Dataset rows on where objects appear
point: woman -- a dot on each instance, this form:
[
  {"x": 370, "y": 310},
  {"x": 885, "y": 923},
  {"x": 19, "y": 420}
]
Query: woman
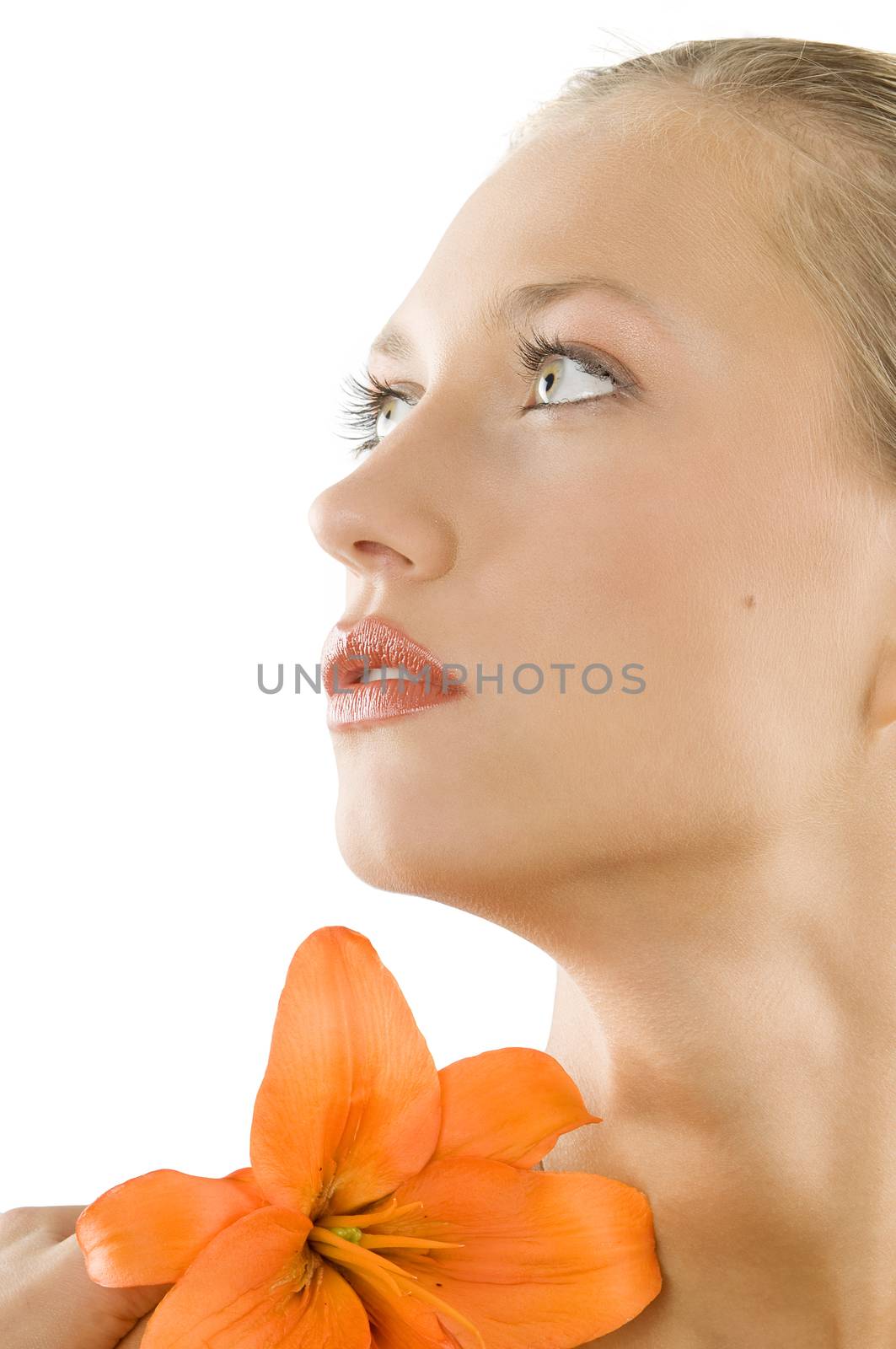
[{"x": 636, "y": 422}]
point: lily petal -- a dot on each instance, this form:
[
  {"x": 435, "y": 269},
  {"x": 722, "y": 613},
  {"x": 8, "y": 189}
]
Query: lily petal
[
  {"x": 507, "y": 1104},
  {"x": 400, "y": 1322},
  {"x": 148, "y": 1229},
  {"x": 350, "y": 1104},
  {"x": 555, "y": 1259},
  {"x": 243, "y": 1293}
]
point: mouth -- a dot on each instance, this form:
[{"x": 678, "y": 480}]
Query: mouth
[{"x": 373, "y": 672}]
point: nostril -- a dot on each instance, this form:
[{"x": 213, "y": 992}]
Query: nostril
[{"x": 373, "y": 550}]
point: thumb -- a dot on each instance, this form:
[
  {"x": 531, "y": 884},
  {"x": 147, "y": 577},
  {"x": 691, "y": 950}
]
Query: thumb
[
  {"x": 134, "y": 1337},
  {"x": 96, "y": 1317}
]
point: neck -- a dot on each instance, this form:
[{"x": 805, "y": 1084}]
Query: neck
[{"x": 733, "y": 1023}]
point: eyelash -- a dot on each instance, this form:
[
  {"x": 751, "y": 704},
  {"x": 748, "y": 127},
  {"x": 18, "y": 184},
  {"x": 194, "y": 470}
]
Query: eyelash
[{"x": 363, "y": 400}]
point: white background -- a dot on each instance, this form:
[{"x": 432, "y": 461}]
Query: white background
[{"x": 208, "y": 211}]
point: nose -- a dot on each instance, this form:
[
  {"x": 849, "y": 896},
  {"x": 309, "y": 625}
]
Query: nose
[{"x": 374, "y": 528}]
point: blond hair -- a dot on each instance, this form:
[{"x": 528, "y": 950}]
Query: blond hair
[{"x": 828, "y": 112}]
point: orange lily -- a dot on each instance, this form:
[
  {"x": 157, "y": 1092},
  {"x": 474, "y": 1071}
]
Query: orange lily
[{"x": 389, "y": 1205}]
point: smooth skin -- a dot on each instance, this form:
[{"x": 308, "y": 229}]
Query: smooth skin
[
  {"x": 711, "y": 863},
  {"x": 46, "y": 1299}
]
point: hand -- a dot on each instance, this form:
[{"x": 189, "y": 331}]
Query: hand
[{"x": 46, "y": 1298}]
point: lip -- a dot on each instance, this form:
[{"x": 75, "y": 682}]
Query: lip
[{"x": 370, "y": 644}]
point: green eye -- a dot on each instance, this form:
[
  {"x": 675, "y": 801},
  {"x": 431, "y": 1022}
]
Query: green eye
[
  {"x": 566, "y": 381},
  {"x": 390, "y": 413}
]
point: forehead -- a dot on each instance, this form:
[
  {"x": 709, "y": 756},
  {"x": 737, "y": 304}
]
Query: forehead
[{"x": 660, "y": 208}]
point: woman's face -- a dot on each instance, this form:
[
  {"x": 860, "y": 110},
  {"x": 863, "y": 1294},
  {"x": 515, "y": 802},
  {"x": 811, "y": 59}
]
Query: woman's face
[{"x": 703, "y": 526}]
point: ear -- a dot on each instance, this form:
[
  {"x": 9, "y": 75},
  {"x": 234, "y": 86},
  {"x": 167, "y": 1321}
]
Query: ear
[{"x": 882, "y": 699}]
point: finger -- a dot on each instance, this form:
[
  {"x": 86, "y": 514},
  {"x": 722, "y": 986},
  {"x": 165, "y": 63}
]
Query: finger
[
  {"x": 54, "y": 1223},
  {"x": 108, "y": 1313},
  {"x": 134, "y": 1337}
]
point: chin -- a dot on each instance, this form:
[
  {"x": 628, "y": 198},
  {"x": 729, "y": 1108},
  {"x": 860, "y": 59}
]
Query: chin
[{"x": 458, "y": 847}]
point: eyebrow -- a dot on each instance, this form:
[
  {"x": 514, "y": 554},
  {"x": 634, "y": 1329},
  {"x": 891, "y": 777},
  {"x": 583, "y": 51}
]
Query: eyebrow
[{"x": 527, "y": 303}]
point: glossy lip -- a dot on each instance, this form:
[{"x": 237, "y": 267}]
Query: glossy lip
[{"x": 370, "y": 644}]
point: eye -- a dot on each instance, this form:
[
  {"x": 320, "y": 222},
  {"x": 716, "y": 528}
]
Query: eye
[
  {"x": 568, "y": 373},
  {"x": 373, "y": 409}
]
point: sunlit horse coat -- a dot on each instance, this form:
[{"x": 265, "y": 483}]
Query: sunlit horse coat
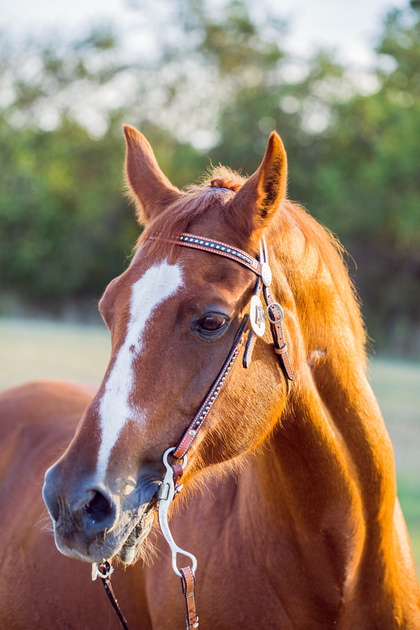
[{"x": 294, "y": 521}]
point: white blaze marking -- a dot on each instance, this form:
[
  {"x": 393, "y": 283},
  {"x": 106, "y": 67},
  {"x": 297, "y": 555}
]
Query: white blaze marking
[{"x": 157, "y": 284}]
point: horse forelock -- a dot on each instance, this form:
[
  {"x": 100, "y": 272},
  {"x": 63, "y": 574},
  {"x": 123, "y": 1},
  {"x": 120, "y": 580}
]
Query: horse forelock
[{"x": 217, "y": 189}]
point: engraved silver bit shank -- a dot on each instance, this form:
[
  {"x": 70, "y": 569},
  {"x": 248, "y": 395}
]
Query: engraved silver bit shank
[{"x": 166, "y": 495}]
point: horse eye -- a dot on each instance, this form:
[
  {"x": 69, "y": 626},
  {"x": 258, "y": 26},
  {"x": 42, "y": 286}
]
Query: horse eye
[{"x": 212, "y": 324}]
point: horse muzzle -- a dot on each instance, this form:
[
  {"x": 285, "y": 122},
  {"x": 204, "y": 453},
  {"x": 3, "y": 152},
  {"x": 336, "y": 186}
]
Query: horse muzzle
[{"x": 92, "y": 523}]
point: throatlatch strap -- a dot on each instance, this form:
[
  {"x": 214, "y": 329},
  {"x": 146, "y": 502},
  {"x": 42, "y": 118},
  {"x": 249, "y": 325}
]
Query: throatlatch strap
[{"x": 188, "y": 589}]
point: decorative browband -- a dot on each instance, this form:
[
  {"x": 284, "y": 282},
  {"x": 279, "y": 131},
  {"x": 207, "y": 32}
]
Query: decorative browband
[{"x": 215, "y": 247}]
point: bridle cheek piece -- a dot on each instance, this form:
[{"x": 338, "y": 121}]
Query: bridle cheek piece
[{"x": 252, "y": 326}]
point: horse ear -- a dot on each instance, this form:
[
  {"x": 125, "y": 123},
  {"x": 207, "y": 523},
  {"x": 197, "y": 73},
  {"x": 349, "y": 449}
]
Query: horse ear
[
  {"x": 150, "y": 188},
  {"x": 257, "y": 201}
]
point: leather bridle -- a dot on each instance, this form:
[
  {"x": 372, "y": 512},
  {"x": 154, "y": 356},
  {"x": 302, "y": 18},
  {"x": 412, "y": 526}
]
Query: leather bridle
[{"x": 251, "y": 327}]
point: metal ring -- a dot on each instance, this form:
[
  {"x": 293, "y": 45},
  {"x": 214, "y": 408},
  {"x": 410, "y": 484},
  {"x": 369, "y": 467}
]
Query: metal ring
[{"x": 274, "y": 321}]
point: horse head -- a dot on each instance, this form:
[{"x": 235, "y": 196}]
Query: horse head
[{"x": 173, "y": 315}]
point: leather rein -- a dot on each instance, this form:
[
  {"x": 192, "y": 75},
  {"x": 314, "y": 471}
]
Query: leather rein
[{"x": 251, "y": 327}]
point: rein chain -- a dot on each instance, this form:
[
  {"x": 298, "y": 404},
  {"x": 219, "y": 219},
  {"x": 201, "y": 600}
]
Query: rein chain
[{"x": 171, "y": 485}]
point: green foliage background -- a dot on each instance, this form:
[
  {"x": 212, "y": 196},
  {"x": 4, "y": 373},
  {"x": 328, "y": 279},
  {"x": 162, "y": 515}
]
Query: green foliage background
[{"x": 211, "y": 90}]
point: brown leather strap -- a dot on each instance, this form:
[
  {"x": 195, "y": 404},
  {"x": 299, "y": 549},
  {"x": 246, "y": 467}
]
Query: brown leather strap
[
  {"x": 215, "y": 247},
  {"x": 188, "y": 589},
  {"x": 207, "y": 404},
  {"x": 104, "y": 572}
]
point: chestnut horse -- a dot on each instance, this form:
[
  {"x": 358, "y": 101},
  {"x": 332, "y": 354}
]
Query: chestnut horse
[{"x": 289, "y": 493}]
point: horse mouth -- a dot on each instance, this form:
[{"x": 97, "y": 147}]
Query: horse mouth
[{"x": 135, "y": 545}]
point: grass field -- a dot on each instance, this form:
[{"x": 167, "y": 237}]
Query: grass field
[{"x": 31, "y": 350}]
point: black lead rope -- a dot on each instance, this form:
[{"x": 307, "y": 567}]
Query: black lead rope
[{"x": 104, "y": 572}]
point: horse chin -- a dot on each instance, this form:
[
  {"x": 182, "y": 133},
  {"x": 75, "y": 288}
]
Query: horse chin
[{"x": 137, "y": 544}]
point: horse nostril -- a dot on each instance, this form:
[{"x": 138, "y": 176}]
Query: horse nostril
[{"x": 98, "y": 507}]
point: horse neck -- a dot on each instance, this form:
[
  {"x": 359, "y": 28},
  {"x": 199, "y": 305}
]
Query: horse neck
[{"x": 326, "y": 475}]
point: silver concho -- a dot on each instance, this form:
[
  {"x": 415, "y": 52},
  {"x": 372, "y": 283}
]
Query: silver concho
[
  {"x": 266, "y": 274},
  {"x": 256, "y": 316}
]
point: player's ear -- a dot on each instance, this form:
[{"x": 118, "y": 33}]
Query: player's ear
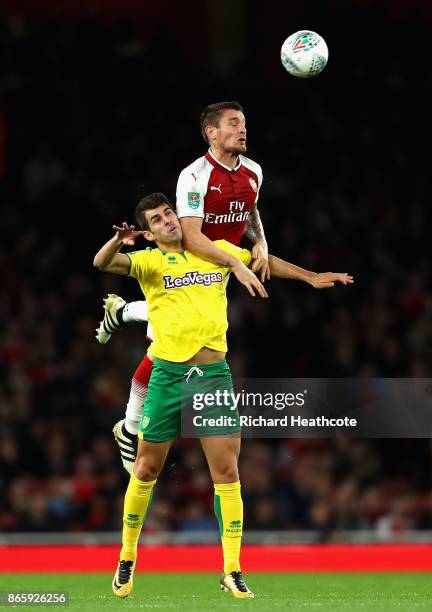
[{"x": 210, "y": 132}]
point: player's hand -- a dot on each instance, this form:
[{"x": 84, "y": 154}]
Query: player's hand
[
  {"x": 127, "y": 233},
  {"x": 249, "y": 280},
  {"x": 260, "y": 260},
  {"x": 329, "y": 279}
]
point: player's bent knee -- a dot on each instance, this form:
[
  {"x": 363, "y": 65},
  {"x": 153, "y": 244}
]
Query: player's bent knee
[{"x": 225, "y": 475}]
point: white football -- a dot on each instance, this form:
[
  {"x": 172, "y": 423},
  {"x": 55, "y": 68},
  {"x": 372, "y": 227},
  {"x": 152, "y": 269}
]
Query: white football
[{"x": 304, "y": 54}]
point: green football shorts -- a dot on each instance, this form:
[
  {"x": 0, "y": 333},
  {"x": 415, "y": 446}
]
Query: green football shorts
[{"x": 197, "y": 397}]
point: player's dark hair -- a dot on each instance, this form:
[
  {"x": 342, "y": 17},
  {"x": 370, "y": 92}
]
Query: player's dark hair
[
  {"x": 149, "y": 202},
  {"x": 212, "y": 114}
]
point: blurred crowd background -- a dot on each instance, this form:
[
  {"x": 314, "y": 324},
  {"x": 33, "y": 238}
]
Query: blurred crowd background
[{"x": 101, "y": 105}]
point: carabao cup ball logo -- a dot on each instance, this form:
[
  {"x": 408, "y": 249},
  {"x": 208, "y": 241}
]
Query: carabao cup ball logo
[{"x": 304, "y": 54}]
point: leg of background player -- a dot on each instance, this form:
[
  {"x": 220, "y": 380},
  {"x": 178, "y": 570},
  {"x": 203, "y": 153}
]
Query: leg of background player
[
  {"x": 125, "y": 431},
  {"x": 118, "y": 313}
]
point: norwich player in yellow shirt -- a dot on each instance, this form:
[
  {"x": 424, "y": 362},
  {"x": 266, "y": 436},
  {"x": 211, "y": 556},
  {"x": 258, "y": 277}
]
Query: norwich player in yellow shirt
[{"x": 188, "y": 311}]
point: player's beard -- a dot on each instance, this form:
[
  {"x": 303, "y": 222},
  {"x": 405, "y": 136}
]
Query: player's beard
[{"x": 238, "y": 150}]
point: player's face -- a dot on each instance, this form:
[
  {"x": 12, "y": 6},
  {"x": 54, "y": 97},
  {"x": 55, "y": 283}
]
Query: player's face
[
  {"x": 164, "y": 225},
  {"x": 230, "y": 136}
]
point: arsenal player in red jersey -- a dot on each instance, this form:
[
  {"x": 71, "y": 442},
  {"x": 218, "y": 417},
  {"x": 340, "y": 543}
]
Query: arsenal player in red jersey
[{"x": 216, "y": 199}]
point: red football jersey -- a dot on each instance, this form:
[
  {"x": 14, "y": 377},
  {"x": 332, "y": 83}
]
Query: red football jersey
[{"x": 223, "y": 197}]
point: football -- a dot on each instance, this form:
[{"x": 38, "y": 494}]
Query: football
[{"x": 304, "y": 54}]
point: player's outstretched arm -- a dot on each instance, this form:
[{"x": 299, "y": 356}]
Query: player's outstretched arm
[
  {"x": 108, "y": 257},
  {"x": 255, "y": 233},
  {"x": 201, "y": 246},
  {"x": 324, "y": 280}
]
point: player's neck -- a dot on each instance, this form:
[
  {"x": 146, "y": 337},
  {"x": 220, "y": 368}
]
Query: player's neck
[
  {"x": 225, "y": 157},
  {"x": 170, "y": 248}
]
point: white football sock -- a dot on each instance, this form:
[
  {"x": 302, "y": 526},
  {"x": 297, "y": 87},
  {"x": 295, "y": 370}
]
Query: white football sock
[
  {"x": 135, "y": 406},
  {"x": 135, "y": 312}
]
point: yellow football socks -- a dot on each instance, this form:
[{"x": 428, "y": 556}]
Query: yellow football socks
[
  {"x": 137, "y": 500},
  {"x": 228, "y": 506}
]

* STATED PROBLEM:
Find the line with "point: carabao cup" in the listing above, then write out that line and each remaining line exactly, with no other text.

* CORRECT OUTPUT:
point: carabao cup ball logo -- a dot on each instance, this form:
[
  {"x": 408, "y": 249},
  {"x": 208, "y": 241}
]
Query: carabao cup ball logo
[{"x": 304, "y": 54}]
point: leg of background player -- a dot on each instance, this form:
[
  {"x": 220, "y": 380},
  {"x": 178, "y": 570},
  {"x": 203, "y": 153}
]
Query: leg of background player
[
  {"x": 125, "y": 431},
  {"x": 118, "y": 313}
]
point: norwich player in yellow shirt -- a dot on each instance, this form:
[
  {"x": 424, "y": 362},
  {"x": 266, "y": 436},
  {"x": 211, "y": 556},
  {"x": 258, "y": 277}
]
Query: norwich player in yellow shirt
[{"x": 188, "y": 311}]
point: player's beard -- a dot on each instance, this form:
[
  {"x": 303, "y": 222},
  {"x": 405, "y": 136}
]
Query: player's beard
[{"x": 238, "y": 150}]
point: player's face -- a dot on each instance, this form:
[
  {"x": 12, "y": 6},
  {"x": 54, "y": 97},
  {"x": 55, "y": 283}
]
Query: player's face
[
  {"x": 164, "y": 225},
  {"x": 230, "y": 136}
]
point: arsenal player in red jersey -- a dot on each instance, this form:
[
  {"x": 71, "y": 442},
  {"x": 218, "y": 417},
  {"x": 340, "y": 543}
]
Query: arsenal player in red jersey
[{"x": 216, "y": 199}]
point: red football jersey -- a dot on each instance, this form:
[
  {"x": 14, "y": 377},
  {"x": 332, "y": 83}
]
Query: red football jersey
[{"x": 223, "y": 197}]
point: football -- a dot on each instance, this form:
[{"x": 38, "y": 494}]
Query: football
[{"x": 304, "y": 54}]
point: player's outstretched arm -- a dot on each instance, this form:
[{"x": 299, "y": 356}]
Query: player's outstretched arm
[
  {"x": 108, "y": 257},
  {"x": 255, "y": 233},
  {"x": 201, "y": 246},
  {"x": 324, "y": 280}
]
point: player's neck -- a dot on each instance, this form:
[
  {"x": 146, "y": 337},
  {"x": 220, "y": 368}
]
Query: player's neck
[
  {"x": 225, "y": 157},
  {"x": 170, "y": 248}
]
point: white football sock -- a dot on each instance, this form:
[
  {"x": 302, "y": 526},
  {"x": 297, "y": 87},
  {"x": 295, "y": 370}
]
Query: white football sock
[
  {"x": 135, "y": 406},
  {"x": 135, "y": 312}
]
point: yellow football socks -- a dot on each instance, this form:
[{"x": 428, "y": 556}]
Query: yellow football socks
[
  {"x": 137, "y": 500},
  {"x": 228, "y": 506}
]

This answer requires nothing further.